What you will do: Establish how many lines below contain the string "mountain". Respond with that number alone.

--*--

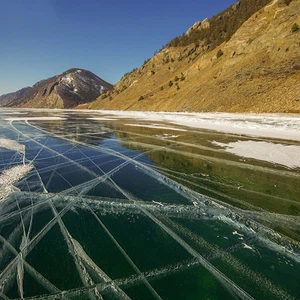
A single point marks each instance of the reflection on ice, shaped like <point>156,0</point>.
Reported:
<point>125,211</point>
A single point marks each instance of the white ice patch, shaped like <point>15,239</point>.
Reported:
<point>263,125</point>
<point>156,126</point>
<point>287,155</point>
<point>167,136</point>
<point>35,119</point>
<point>11,145</point>
<point>236,233</point>
<point>247,246</point>
<point>9,177</point>
<point>102,119</point>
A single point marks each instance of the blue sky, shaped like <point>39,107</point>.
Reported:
<point>42,38</point>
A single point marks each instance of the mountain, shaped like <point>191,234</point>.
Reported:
<point>245,59</point>
<point>72,88</point>
<point>11,97</point>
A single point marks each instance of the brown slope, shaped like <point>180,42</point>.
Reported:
<point>72,88</point>
<point>257,70</point>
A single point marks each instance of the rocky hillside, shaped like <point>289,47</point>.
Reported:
<point>11,97</point>
<point>253,68</point>
<point>72,88</point>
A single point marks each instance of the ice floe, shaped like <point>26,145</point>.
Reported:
<point>156,126</point>
<point>262,125</point>
<point>11,145</point>
<point>11,176</point>
<point>287,155</point>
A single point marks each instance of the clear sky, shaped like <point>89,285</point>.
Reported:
<point>43,38</point>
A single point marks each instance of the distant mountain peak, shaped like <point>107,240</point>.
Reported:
<point>69,89</point>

--*--

Answer to the exercise: 2